JOB:
Take all the material and copy it exactly.

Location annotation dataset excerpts
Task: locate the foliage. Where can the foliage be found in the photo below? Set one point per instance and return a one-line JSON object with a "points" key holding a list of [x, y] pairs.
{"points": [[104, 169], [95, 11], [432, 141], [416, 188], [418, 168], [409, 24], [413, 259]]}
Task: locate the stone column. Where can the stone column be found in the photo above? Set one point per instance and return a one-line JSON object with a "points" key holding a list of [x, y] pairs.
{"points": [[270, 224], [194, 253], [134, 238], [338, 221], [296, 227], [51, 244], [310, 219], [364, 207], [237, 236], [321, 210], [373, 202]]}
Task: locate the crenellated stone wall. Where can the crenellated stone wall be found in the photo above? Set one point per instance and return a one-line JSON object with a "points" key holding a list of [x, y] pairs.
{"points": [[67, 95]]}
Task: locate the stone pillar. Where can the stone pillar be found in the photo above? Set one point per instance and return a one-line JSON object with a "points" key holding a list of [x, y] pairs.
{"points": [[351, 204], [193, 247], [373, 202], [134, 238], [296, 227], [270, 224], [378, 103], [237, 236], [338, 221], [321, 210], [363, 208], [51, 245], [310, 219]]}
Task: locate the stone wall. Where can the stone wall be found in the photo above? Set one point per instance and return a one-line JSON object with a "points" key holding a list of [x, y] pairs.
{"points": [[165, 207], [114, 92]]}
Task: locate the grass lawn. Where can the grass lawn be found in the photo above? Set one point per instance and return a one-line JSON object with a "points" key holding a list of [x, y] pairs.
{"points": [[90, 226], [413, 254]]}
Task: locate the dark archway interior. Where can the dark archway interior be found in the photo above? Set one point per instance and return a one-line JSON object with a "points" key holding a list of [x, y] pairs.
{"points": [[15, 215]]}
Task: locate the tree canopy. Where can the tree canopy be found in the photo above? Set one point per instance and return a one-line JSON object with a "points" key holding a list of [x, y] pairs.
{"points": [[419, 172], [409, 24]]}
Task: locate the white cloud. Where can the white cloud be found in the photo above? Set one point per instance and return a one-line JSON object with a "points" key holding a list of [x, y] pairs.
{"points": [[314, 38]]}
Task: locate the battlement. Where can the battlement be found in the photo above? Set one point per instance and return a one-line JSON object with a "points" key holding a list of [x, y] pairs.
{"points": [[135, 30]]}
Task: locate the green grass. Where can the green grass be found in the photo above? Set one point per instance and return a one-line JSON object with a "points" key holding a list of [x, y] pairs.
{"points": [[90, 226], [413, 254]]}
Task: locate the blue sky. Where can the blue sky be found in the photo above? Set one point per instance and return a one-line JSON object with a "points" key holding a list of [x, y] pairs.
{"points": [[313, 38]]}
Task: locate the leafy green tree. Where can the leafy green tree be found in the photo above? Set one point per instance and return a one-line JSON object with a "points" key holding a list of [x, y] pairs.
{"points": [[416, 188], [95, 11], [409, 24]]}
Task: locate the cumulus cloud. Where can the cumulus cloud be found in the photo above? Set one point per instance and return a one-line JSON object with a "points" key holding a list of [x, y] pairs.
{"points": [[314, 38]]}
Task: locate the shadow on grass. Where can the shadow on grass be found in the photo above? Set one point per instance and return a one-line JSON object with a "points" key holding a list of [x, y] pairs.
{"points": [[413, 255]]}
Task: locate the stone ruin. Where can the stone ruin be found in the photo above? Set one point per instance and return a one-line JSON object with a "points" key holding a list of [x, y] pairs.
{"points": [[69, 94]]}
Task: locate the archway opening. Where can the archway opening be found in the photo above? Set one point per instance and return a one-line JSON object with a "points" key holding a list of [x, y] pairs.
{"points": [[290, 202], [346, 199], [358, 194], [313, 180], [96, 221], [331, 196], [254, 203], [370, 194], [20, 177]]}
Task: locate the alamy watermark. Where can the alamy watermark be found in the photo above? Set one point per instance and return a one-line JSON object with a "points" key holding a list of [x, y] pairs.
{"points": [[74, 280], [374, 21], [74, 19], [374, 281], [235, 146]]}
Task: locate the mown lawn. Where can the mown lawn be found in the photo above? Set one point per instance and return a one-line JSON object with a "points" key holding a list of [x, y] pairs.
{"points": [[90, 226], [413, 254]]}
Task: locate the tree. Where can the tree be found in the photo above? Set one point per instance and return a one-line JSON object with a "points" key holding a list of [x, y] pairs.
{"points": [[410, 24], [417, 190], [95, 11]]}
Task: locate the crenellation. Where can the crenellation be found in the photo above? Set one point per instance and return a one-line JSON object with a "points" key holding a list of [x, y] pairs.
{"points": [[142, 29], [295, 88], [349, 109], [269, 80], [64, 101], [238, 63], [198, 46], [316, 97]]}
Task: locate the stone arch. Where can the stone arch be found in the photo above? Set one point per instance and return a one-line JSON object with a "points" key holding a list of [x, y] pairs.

REPLY:
Task: locate the foliage. Where can the foliage be found in the photo below? Set one point per instance and return a one-line JSON object with a "points" key holding a list of [x, y] pairs.
{"points": [[104, 169], [95, 11], [432, 141], [416, 188], [418, 168], [409, 24], [413, 259]]}
Task: locate the stone column. Where can the stone column be found in the photo above? Set one point per instance and return a one-line JSON object with a "points" key holding a list of [x, y] pairs.
{"points": [[270, 224], [194, 253], [134, 238], [338, 221], [296, 227], [51, 244], [310, 219], [364, 207], [237, 236], [321, 210], [373, 202]]}
Task: locate the crenellated stone wall. Where can the crenellated stone wall be found in the photo above? Set one point per instance and return a one-line JSON object with a "points" key holding a list of [x, y] pairs.
{"points": [[67, 95]]}
Task: locate the stone pillar. Where can the stone pillar be found in the photo above? Set one point per instance and return a one-line JSON object with a "points" key holding a list of [x, y] pairs.
{"points": [[351, 204], [193, 247], [373, 202], [134, 238], [296, 227], [270, 224], [378, 103], [237, 236], [338, 221], [321, 210], [363, 208], [51, 245], [310, 219]]}
Task: locate the stone wall. Where can the stone wall be found in the photo above? Set one point per instance and return a one-line JSON object with a "points" key holding a list of [x, y] pairs.
{"points": [[165, 207], [114, 92]]}
Task: locate the grass lawn. Where can the grass lawn be found in the photo above? Set one point per instance and return a one-line JSON object with a "points" key holding a list of [x, y] pairs.
{"points": [[90, 226], [413, 254]]}
Task: locate the dark archway interior. Where can the dark archway interior be found in the photo above? Set one point per instance and return a one-line JSON object with a "points" key holding a list of [x, y] pairs.
{"points": [[15, 215]]}
Task: locate the tree canopy. Where can the tree canopy be found in the photo above? Set one point per instance and return a one-line JSON object with a "points" key holding a list of [x, y] pairs.
{"points": [[419, 172], [409, 24]]}
Task: locate the white cloud. Where can the white cloud be found in the photo above? Set one point per instance and return a one-line JSON object with a "points" key holding a list of [x, y] pairs.
{"points": [[314, 38]]}
Task: locate the battlement. Where can the battlement be found in the photo above? Set one point per instance and return a one-line JSON object with a "points" key holding a list of [x, y] pairs.
{"points": [[135, 30]]}
Task: locate the green grass. Where can the green grass be found in the photo above? Set one point per instance and return a one-line JSON object with a "points" key holding a list of [x, y] pairs.
{"points": [[90, 226], [413, 254]]}
Task: locate the blue sky. Where can the blue sky be found in the photo above? Set one point per instance and return a one-line JSON object with a "points" key holding a list of [x, y] pairs.
{"points": [[313, 38]]}
Task: locate the leafy green tree. Where can the leafy green tree be found in the photo above? Set one point per instance and return a one-line JSON object with a "points" key holding a list of [x, y] pairs.
{"points": [[416, 188], [95, 11], [409, 24]]}
Task: locate the cumulus cloud. Where can the cumulus cloud be found in the photo above? Set one point per instance and return a one-line JSON object with a "points" key holding a list of [x, y] pairs.
{"points": [[314, 38]]}
Task: locate the shadow on grass. Where can the shadow on grass be found in the photo above? Set one point per instance and return a one-line JSON object with a "points" key holding a list of [x, y] pairs.
{"points": [[413, 255]]}
Task: locate the stone ruin. Where can the stone ruin be found in the photo above? Set one point per instance and return a one-line JSON object with a "points" key holding a list of [x, y] pairs.
{"points": [[69, 94]]}
Task: locate the archway opening. Where can the archway opening be found in the photo above? Set one point per instance and return a one-line JSON object with a "points" key holding a list of [x, y] pairs.
{"points": [[290, 202], [346, 199], [358, 194], [313, 180], [96, 221], [331, 196], [254, 203], [370, 194], [20, 177]]}
Task: locate the alamy watermark. Where can the alamy watermark be found in the photo above? Set one point per instance and return a one-line JSON object with a "points" key holding a list of [x, y] pairs.
{"points": [[74, 280], [374, 21], [74, 19], [374, 281], [235, 146]]}
Task: locate the mown lawn. Where can the mown lawn be found in the photo above? Set one point per instance and return a one-line JSON object with a "points" key holding a list of [x, y] pairs.
{"points": [[90, 226], [413, 254]]}
Task: locate the tree. Where can the tree be found in the photo above? Set one point per instance and return a one-line JSON object with a "points" key holding a list of [x, y] pairs.
{"points": [[410, 24], [417, 190], [95, 11]]}
Task: locate the crenellation. Where can the crenellation be found in the photo above? Set one point per instance and return a one-line JSON object with a "points" key holding a list of [x, y] pairs.
{"points": [[142, 29], [295, 88], [349, 109], [269, 80], [64, 101], [238, 63], [198, 46], [316, 97]]}
Task: locate the stone arch. Where can the stone arch be found in the photo above? Set one point per instance and return a one-line JSON object with a "points" key holding a list of [x, y] pairs.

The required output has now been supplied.